# SELECTED PASSAGE
When Does Supervised Training Pay Off? The Hidden Economics of Object Detection in the Era of Vision-Language Models
This provides a decision framework for practitioners in computer vision to choose architectures based on inference volume and budget, though it is incremental as it applies existing methods to a new economic analysis.
The paper tackles the cost-effectiveness of supervised object detection versus zero-shot vision-language models, finding that supervised YOLO achieves 91.2% accuracy but only pays off beyond 55 million inferences, while zero-shot models like Gemini and GPT-4 have lower accuracy (68.5% and 71.3%) but lower cost-per-detection ($0.00050 and $0.00067).

# ASSIGNMENT
Can you continue the summary of the paper on the economics of object detection versus vision-language models, starting after its last sentence?

# ENTRIES PROVIDED
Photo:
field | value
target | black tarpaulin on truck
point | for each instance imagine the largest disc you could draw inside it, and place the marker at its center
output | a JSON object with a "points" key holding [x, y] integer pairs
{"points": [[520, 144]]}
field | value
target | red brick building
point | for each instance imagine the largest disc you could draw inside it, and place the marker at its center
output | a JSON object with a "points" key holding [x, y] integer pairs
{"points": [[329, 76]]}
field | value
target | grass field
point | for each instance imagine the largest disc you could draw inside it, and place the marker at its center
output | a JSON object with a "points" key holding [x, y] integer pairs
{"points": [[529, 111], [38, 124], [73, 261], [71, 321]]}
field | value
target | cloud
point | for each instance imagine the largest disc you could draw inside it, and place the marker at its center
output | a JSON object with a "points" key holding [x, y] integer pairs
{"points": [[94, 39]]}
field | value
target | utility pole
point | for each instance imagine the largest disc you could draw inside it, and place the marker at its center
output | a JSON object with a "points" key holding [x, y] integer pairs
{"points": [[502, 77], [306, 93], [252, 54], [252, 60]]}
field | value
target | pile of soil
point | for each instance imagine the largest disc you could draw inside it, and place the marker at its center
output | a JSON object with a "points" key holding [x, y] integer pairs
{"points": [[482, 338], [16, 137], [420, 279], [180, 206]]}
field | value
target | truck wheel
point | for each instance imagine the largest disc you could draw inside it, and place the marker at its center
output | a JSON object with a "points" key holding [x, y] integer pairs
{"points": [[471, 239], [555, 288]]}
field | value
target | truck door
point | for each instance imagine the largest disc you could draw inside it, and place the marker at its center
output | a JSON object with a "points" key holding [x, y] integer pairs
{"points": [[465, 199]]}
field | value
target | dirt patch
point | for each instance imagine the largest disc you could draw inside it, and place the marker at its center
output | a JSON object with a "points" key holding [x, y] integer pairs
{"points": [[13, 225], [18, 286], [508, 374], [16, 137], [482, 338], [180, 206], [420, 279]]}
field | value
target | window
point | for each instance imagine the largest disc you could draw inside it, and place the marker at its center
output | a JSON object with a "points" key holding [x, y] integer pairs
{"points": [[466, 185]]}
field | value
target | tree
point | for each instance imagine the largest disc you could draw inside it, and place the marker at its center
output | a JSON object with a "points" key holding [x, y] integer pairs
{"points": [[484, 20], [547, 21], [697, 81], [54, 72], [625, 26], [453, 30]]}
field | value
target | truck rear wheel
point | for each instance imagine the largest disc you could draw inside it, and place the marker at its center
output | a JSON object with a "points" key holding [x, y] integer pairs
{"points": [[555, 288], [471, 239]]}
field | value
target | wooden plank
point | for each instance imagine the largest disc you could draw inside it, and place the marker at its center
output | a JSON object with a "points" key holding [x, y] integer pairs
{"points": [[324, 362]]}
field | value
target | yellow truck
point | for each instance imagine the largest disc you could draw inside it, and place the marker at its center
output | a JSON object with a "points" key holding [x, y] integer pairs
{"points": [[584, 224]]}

# RESULT
Object detection traditionally relies on costly manual annotation. We present the first comprehensive cost-effectiveness analysis comparing supervised YOLO and zero-shot vision-language models (Gemini Flash 2.5 and GPT-4). Evaluated on 5,000 stratified COCO images and 500 diverse product images, combined with Total Cost of Ownership modeling, we derive break-even thresholds for architecture selection. Results show supervised YOLO attains 91.2% accuracy versus 68.5% for Gemini and 71.3% for GPT-4 on standard categories; the annotation expense for a 100-category system is $10,800, and the accuracy advantage only pays off beyond 55 million inferences (151,000 images/day for one year). On diverse product categories Gemini achieves 52.3% and GPT-4 55.1%, while supervised YOLO cannot detect untrained classes. Cost-per-correct-detection favors Gemini ($0.00050) and GPT-4 ($0.00067) over YOLO ($0.143) at 100,000 inferences. We provide decision frameworks showing that optimal architecture choice depends on inference volume, category stability, budget, and accuracy requirements.